Search the records below for "flower"; copy each line that has it.

- DATA TO PROCESS:
◇ ◇ ◇

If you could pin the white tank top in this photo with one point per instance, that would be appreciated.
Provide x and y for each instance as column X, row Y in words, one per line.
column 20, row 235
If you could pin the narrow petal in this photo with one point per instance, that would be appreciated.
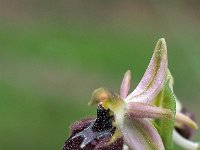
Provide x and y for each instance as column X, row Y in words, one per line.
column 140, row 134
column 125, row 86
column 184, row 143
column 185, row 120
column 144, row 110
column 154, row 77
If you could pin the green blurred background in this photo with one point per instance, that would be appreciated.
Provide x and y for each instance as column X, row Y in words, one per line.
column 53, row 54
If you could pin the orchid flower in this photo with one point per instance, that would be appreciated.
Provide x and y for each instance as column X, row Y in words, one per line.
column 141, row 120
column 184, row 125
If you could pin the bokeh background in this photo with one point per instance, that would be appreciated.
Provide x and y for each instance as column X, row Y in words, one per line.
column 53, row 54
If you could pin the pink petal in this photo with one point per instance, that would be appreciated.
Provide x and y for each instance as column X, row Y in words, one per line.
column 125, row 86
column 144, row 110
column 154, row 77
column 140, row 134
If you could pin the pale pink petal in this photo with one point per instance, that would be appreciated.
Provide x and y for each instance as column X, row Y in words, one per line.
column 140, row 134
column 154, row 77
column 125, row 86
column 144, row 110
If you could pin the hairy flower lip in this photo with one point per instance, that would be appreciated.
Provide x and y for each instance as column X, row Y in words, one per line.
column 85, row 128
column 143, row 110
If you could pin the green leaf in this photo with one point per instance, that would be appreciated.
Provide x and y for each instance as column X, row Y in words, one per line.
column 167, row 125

◇ ◇ ◇

- EXERCISE RESULT:
If you could pin the orchid flower in this photo with one point per instance, that would be appreciated.
If you could pin the hairy flower lip in this photo with one point per instance, that would be appreciated.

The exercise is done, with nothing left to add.